**Text excerpt:**
==========

5.1.3  Example 1.3: With default routing and tunneling

Now, we consider the case where tunneling is in use. The level 1 and 2 
forwarding tables (FT1a, FT1b, and FT2) for router x are the same as in 
the first example. There is no level 3 forwarding table. The Tunnel Table 
(TT) is shown below:

Note that there is a new column in the table (the 4th column). This is the 
value the Tunnel field gets written to upon transmission. Note that the 
Tunnel Table is small (just two entries, one for each exit point). Router x's 
LR table is modified as follows (to indicate the lack of a level 3 
forwarding table):

LR table = [ 	<LR.level=3; 	error (Send "Use tunneling message")>

	<LR.level=2; 	use FT2>

	<LR.level=1; 	ambiguous>

The Tunnel Table and level 3 Forwarding Table for router y are as 
follows:

Example 1.3a: From 2.2.1 to 1.5.11, host fails to use tunnel

Normally hosts would be configured to use or not use tunnels as 
appropriate (via some router-to-host configuration protocol). Assume for 
this example though that host 2.2.1 has somehow not been informed to 
use tunnels for inter-domain (level 3) traffic.

Host 2.2.1 would generate an RD as shown in Example 1.1c. When router 
x receives this packet, it goes to the LR Table entry for LR.level=3. This 
results in the error shown. Router x sends an error message to 2.2.1 
indicating that it must use tunneling for level 3 traffic.

Example 1.3b: From 2.2.1 to 1.5.11, host uses tunnel value

Now assume that either because of proper configuration or the error 
message of the previous example, host 2.2.1 knows to use a tunnel for 
level 3 traffic. Now, host 2.2.1 generates the following RD:

RD = <Tunnel = 1; LR.level = 3; RHF Offset = 4; RH = 1 (up) 2 (up) 
2 (none) 1 (down) 5 (down) 11>.

==========

Data entries

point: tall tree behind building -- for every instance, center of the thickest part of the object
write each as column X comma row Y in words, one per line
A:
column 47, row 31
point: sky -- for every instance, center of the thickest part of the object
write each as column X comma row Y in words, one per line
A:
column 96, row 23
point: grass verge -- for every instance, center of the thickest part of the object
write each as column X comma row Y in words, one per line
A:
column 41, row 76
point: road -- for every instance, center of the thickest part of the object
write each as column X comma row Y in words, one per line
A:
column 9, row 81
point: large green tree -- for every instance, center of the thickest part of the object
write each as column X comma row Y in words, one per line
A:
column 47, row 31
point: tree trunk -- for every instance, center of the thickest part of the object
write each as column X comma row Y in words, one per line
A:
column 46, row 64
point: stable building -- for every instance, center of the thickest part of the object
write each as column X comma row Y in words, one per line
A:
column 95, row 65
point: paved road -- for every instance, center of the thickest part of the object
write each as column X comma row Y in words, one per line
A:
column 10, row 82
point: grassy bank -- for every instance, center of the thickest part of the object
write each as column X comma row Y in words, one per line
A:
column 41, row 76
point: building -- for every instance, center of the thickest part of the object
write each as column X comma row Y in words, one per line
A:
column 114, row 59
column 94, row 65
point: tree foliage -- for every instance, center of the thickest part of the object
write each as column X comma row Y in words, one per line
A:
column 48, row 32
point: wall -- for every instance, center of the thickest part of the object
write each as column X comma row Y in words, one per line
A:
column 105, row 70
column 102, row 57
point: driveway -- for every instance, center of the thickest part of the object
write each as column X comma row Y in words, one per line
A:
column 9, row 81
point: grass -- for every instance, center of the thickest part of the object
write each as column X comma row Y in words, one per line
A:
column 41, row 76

==========

**Task instructions:**
a) According to the tunneling excerpt, how many entries does router x's Tunnel Table hold?
b) Write out the rows word for word, starting with the line that contains "point: grass -- for" and going on through the last line of the rows, with both ends included.
The tunneling excerpt and the rows have no connection to each other.

**Responses to the exercise:**
a) Two entries, one for each exit point.

b)
point: grass -- for every instance, center of the thickest part of the object
write each as column X comma row Y in words, one per line
A:
column 41, row 76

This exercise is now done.